- **Required tasks**:
a) Update the codon table article header from "Submission received: 18" to "Editorial Board Members)", replacing "Submission received" with "Manuscript received".
b) Write what comes next in the codon table article, starting right after its last line.

- **Document text**:
........
Use of the Codon Table to Quantify the Evolutionary Role of Random Mutations

Mezei, Mihaly

doi:10.3390/a14090270

Open AccessArticle

Use of the Codon Table to Quantify the Evolutionary Role of Random Mutations

by

Mihaly Mezei

Department of Pharmacological Sciences, Icahn School of Medicine at Mount Sinai, New York, NY 10029, USA

Algorithms 2021, 14(9), 270; https://doi.org/10.3390/a14090270

Submission received: 18 August 2021 / Revised: 14 September 2021 / Accepted: 15 September 2021 / Published: 17 September 2021

(This article belongs to the Special Issue 2021 Selected Papers from Algorithms Editorial Board Members)
........
- **Record excerpts**:
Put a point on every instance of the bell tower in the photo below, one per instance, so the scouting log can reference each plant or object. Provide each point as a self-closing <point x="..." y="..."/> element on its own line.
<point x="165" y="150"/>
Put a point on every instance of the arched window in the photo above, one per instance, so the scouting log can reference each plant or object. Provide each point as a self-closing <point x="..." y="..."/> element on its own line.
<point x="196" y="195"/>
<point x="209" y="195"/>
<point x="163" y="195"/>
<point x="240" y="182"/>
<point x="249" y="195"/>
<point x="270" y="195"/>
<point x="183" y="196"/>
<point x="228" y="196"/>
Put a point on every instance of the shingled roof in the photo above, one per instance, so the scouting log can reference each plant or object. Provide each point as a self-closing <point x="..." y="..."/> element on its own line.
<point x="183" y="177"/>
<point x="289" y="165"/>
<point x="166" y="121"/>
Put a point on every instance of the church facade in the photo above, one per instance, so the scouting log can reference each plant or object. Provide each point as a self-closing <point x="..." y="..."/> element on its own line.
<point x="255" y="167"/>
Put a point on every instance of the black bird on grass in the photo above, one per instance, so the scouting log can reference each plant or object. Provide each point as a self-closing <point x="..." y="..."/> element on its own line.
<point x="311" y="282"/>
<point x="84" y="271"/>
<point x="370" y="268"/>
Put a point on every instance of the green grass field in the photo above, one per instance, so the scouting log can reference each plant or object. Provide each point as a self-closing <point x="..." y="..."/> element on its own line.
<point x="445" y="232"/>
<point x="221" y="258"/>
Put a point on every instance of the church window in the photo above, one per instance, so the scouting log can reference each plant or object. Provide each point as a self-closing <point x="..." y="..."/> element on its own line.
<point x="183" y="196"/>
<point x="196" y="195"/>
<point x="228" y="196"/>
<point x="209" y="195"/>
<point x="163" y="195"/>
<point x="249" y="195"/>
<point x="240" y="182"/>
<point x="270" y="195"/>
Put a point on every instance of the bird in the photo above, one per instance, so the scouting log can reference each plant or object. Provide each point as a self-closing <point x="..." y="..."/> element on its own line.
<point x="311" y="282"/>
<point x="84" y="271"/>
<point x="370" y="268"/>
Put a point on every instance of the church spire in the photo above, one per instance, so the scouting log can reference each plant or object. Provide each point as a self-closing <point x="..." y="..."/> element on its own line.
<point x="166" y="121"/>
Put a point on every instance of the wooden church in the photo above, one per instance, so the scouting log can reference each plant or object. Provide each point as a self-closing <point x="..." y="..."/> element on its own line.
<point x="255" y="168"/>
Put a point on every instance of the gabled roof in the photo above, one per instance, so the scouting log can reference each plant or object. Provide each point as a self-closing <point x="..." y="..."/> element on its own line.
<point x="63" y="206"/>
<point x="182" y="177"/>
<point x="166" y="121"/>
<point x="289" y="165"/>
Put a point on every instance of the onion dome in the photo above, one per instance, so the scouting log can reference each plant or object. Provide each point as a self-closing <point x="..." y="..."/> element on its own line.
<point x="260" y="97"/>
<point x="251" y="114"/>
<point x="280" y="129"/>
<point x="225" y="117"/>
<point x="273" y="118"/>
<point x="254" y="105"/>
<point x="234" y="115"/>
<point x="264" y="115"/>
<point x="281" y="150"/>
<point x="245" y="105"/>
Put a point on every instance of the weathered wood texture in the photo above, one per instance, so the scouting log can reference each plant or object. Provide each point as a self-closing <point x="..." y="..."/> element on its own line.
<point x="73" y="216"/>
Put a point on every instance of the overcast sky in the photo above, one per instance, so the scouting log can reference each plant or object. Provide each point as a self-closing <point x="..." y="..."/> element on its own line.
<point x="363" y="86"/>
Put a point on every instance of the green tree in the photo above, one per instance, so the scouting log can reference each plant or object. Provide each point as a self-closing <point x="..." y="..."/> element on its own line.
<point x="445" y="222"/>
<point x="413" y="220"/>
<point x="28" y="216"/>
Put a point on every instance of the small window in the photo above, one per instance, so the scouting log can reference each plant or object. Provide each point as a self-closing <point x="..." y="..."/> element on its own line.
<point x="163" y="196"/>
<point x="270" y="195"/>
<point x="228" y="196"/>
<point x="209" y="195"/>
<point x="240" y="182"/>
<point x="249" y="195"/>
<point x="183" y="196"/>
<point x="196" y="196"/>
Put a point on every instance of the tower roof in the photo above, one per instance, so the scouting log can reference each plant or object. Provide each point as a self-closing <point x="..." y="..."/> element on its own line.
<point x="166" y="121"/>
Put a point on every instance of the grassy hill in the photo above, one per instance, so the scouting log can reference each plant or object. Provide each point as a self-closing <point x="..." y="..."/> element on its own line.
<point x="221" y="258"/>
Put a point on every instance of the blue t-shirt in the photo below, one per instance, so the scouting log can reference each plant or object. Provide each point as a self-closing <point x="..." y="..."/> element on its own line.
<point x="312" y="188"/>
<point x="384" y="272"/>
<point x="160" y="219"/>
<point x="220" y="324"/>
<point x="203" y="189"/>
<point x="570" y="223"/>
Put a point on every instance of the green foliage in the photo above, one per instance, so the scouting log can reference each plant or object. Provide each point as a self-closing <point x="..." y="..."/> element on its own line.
........
- **Task responses**:
a)
Manuscript received: 18 August 2021 / Revised: 14 September 2021 / Accepted: 15 September 2021 / Published: 17 September 2021

(This article belongs to the Special Issue 2021 Selected Papers from Algorithms Editorial Board Members)

b)
Download Versions Notes

Abstract

:

The various biases affecting RNA mutations during evolution is the subject of intense research, leaving the extent of the role of random mutations undefined. To remedy this lacuna, using the codon table, the number of codons representing each amino acid was correlated with the amino acid frequencies in different branches of the evolutionary tree. The correlations were seen to increase as evolution progressed. Furthermore, the number of RNA mutations that resulted in a given amino acid mutation were found to be correlated with several widely used amino acid similarity tables (used in sequence alignments). These correlations were seen to increase when the observed codon usage was factored in.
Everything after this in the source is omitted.